**Task item:** The answer must be an exact copy of the records, with no pictures in it.

######

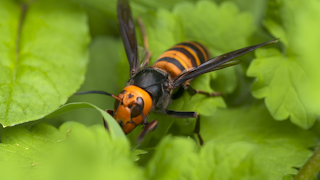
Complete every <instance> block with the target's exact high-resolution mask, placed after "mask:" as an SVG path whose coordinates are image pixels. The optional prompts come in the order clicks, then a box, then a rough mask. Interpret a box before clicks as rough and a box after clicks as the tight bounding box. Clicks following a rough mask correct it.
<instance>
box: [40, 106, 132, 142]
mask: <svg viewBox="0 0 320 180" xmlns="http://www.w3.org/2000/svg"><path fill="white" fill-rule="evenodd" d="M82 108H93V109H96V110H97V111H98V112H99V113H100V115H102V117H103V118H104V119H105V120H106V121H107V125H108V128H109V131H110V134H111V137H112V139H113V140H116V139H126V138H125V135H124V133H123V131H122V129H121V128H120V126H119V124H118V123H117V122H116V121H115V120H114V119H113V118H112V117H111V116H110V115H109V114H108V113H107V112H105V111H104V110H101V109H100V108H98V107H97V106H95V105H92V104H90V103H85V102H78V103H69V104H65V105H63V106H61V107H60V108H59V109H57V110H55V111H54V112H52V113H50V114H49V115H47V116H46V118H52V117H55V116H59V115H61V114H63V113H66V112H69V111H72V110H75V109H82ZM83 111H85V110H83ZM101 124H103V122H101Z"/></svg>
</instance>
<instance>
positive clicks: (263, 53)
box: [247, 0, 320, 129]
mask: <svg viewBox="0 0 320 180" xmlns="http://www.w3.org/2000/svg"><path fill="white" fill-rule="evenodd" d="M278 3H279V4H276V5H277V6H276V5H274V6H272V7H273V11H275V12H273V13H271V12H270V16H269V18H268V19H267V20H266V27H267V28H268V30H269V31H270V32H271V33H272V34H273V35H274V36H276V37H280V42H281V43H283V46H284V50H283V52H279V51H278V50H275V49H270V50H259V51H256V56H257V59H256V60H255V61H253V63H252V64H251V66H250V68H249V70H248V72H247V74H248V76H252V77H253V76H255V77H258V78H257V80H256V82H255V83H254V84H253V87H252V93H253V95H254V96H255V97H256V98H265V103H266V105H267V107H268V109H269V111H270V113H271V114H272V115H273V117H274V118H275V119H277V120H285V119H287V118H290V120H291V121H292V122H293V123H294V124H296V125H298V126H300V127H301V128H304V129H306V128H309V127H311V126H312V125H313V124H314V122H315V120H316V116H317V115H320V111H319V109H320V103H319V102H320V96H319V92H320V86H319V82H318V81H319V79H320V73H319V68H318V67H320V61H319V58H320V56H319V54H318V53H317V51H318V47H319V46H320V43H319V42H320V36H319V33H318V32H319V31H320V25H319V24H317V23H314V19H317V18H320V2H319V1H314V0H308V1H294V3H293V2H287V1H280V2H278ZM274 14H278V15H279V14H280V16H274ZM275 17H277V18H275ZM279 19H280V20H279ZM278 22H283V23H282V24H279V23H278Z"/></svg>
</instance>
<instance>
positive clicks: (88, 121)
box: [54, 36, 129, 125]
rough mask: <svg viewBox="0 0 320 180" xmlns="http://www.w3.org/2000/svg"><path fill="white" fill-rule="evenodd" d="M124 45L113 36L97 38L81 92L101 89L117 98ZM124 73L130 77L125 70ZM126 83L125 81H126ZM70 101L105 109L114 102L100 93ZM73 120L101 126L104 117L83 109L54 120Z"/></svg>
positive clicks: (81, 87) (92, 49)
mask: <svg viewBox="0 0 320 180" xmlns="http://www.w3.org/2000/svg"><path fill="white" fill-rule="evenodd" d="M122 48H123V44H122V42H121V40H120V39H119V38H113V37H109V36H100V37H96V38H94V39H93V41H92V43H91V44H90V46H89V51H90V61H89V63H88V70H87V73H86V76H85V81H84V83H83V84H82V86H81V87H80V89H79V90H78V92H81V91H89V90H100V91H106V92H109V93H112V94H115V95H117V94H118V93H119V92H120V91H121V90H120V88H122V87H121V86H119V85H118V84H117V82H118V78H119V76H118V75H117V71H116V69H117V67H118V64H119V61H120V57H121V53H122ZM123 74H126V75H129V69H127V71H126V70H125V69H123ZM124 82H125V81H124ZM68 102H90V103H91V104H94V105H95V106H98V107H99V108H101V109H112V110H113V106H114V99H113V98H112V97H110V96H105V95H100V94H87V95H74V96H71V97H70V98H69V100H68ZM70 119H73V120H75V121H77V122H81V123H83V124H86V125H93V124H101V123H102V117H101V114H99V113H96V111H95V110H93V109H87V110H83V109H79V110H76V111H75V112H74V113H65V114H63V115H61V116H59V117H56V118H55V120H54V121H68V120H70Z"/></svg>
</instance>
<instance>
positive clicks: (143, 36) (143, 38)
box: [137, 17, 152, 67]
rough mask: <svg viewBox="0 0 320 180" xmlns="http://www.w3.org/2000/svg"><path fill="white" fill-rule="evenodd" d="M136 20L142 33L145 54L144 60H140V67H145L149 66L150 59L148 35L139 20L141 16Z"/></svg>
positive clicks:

######

**Worked solution:**
Complete every <instance> block with the target's exact high-resolution mask, placed after "mask:" as an SVG path whose coordinates are image pixels. The optional prompts come in the order clicks, then a box, then a rough mask. Interpret a box before clicks as rough and a box after clicks as the tight bounding box. Clicks following a rough mask correct it.
<instance>
box: [40, 106, 132, 142]
mask: <svg viewBox="0 0 320 180" xmlns="http://www.w3.org/2000/svg"><path fill="white" fill-rule="evenodd" d="M82 108H93V109H96V110H97V111H98V112H99V113H100V115H102V117H103V118H104V119H105V120H106V121H107V125H108V128H109V131H110V134H111V137H112V139H113V140H116V139H126V138H125V135H124V133H123V131H122V129H121V128H120V126H119V124H118V123H117V122H116V121H115V120H114V119H113V118H112V117H111V116H110V115H109V114H108V113H107V112H105V111H104V110H101V109H100V108H98V107H97V106H95V105H92V104H90V103H85V102H78V103H69V104H65V105H63V106H61V107H60V108H59V109H57V110H55V111H54V112H52V113H50V114H49V115H47V116H46V118H52V117H55V116H59V115H61V114H63V113H66V112H69V111H72V110H75V109H82ZM83 111H85V110H83ZM101 124H103V122H101Z"/></svg>
</instance>
<instance>
positive clicks: (263, 53)
box: [247, 0, 320, 129]
mask: <svg viewBox="0 0 320 180" xmlns="http://www.w3.org/2000/svg"><path fill="white" fill-rule="evenodd" d="M278 3H279V4H276V5H277V6H276V5H274V6H272V7H273V11H275V12H273V13H271V12H270V16H269V18H268V19H267V20H266V27H267V28H268V30H269V31H270V32H271V33H272V34H273V35H274V36H276V37H280V42H281V43H283V46H284V50H283V52H279V51H278V50H275V49H270V50H259V51H256V56H257V59H256V60H255V61H253V63H252V64H251V66H250V68H249V70H248V72H247V74H248V76H252V77H253V76H255V77H258V78H257V80H256V82H255V83H254V84H253V87H252V93H253V95H254V96H255V97H256V98H265V103H266V105H267V107H268V109H269V111H270V113H271V114H272V115H273V117H274V118H275V119H277V120H285V119H287V118H290V120H291V121H292V122H293V123H294V124H296V125H298V126H300V127H301V128H304V129H306V128H309V127H311V126H312V125H313V124H314V122H315V120H316V116H317V115H320V111H319V109H320V103H319V102H320V96H319V92H320V86H319V82H318V81H319V79H320V73H319V68H318V67H320V61H319V58H320V56H319V54H318V53H317V51H318V47H319V46H320V43H319V42H320V36H319V33H318V32H319V31H320V25H319V24H317V23H314V19H317V18H320V2H319V1H314V0H308V1H294V3H293V2H287V1H280V2H278ZM274 14H278V15H279V14H280V16H274ZM275 17H277V18H275ZM279 19H280V20H279ZM278 22H283V23H282V24H279V23H278Z"/></svg>
</instance>
<instance>
positive clicks: (88, 121)
box: [54, 36, 129, 125]
rough mask: <svg viewBox="0 0 320 180" xmlns="http://www.w3.org/2000/svg"><path fill="white" fill-rule="evenodd" d="M124 45L113 36L97 38L81 92L101 89L117 98ZM124 73L130 77L125 70ZM126 83L125 81H126ZM70 101L105 109L114 102L100 93ZM73 120L101 126L104 117L83 109L54 120Z"/></svg>
positive clicks: (81, 87) (92, 49)
mask: <svg viewBox="0 0 320 180" xmlns="http://www.w3.org/2000/svg"><path fill="white" fill-rule="evenodd" d="M122 48H123V44H122V42H121V40H120V39H119V38H113V37H109V36H100V37H96V38H94V39H93V41H92V43H91V44H90V46H89V51H90V61H89V63H88V70H87V73H86V76H85V81H84V83H83V84H82V86H81V87H80V89H79V90H78V92H81V91H89V90H100V91H106V92H109V93H112V94H115V95H117V94H118V93H119V92H120V91H121V90H120V88H122V87H121V86H119V85H118V84H117V82H118V78H119V76H118V75H117V71H116V69H117V67H118V64H119V61H120V57H121V53H122ZM123 74H126V75H129V69H127V71H126V70H125V69H123ZM124 82H125V81H124ZM68 102H90V103H91V104H94V105H95V106H98V107H99V108H101V109H112V110H113V106H114V99H113V98H112V97H110V96H105V95H100V94H87V95H74V96H71V97H70V98H69V100H68ZM70 119H73V120H75V121H77V122H81V123H83V124H86V125H93V124H101V123H102V117H101V114H99V113H96V111H95V110H93V109H87V110H83V109H79V110H76V111H75V112H74V113H65V114H63V115H61V116H59V117H56V118H55V120H54V121H68V120H70Z"/></svg>
</instance>
<instance>
positive clicks: (143, 36) (143, 38)
box: [137, 17, 152, 67]
rough mask: <svg viewBox="0 0 320 180" xmlns="http://www.w3.org/2000/svg"><path fill="white" fill-rule="evenodd" d="M136 20L142 33L145 54L144 60H140V67H145L149 66L150 59L148 35L139 20L141 16Z"/></svg>
positive clicks:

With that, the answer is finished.